__EXERCISE__.
The answer should be each line of the records that contains the word "white"; please copy them all.

__INPUT RECORDS__.

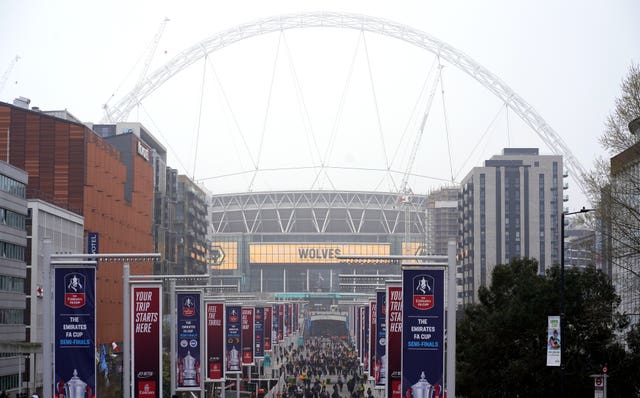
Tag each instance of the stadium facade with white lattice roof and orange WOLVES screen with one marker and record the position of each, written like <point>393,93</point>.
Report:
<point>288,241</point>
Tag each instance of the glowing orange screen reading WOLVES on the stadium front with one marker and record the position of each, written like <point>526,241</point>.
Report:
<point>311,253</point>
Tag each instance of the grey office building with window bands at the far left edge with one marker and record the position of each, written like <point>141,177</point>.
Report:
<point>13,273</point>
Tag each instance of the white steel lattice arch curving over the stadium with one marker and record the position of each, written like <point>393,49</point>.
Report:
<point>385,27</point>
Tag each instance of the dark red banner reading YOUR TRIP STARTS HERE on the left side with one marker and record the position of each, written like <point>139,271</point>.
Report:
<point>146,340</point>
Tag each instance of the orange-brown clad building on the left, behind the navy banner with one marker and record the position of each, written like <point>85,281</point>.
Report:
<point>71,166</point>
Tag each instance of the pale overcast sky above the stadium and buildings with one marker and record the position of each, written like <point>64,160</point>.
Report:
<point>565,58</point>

...

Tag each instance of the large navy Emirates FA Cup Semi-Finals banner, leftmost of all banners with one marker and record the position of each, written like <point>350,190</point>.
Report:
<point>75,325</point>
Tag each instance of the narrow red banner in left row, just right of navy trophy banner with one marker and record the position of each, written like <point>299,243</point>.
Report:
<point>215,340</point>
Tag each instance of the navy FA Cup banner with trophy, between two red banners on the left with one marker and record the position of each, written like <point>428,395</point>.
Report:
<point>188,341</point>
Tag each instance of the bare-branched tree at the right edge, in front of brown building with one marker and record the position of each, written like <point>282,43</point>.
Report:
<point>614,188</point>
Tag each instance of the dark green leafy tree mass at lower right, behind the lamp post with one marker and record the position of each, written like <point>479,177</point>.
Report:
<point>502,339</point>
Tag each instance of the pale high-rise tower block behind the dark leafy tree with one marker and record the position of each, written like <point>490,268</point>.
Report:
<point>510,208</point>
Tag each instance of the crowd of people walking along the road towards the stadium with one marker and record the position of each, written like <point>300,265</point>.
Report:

--

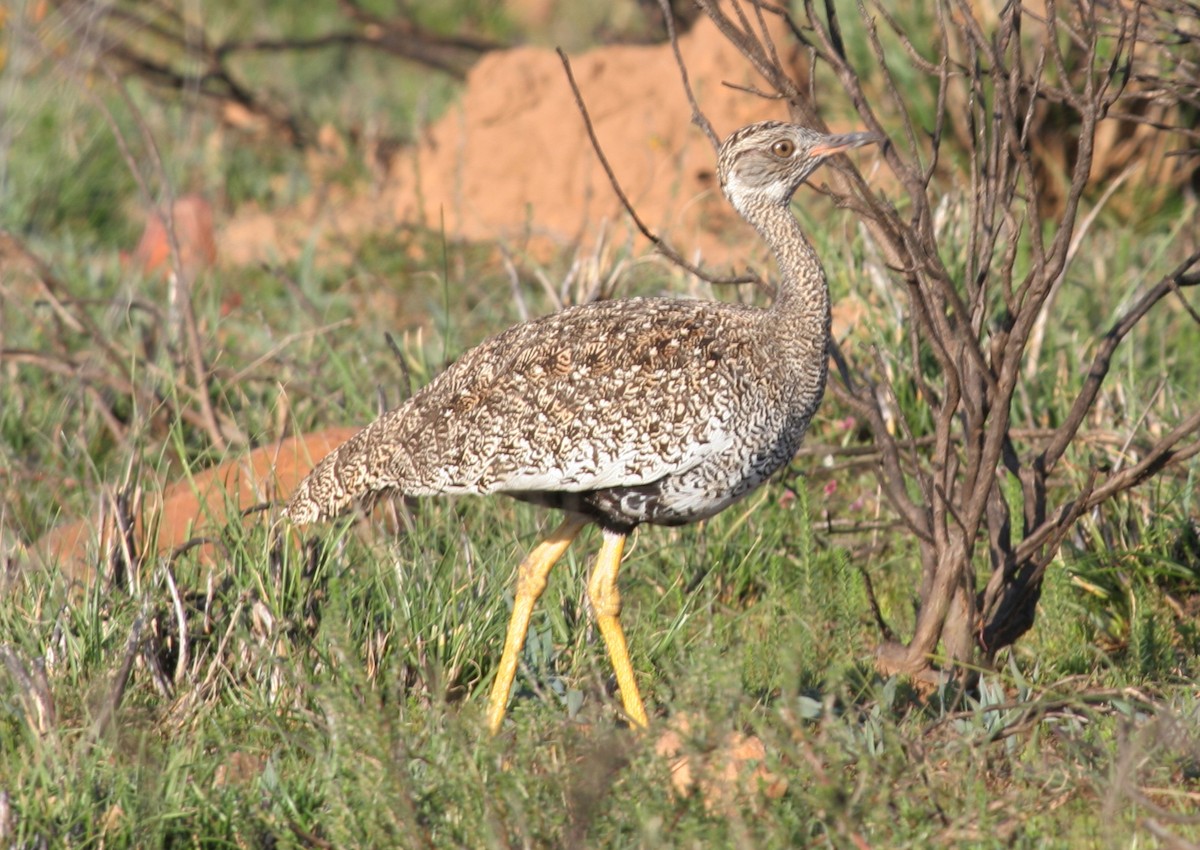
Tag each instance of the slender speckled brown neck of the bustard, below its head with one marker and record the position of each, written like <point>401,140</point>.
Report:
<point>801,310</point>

__EXERCISE RESPONSE__.
Tag each instance of the stadium facade with white lattice roof and orange WOLVES screen with one marker and record the position of each, written like <point>393,93</point>.
Tag each instance of the white steel lattice arch curving over the stadium with one marker and record the position of each, written like <point>393,49</point>.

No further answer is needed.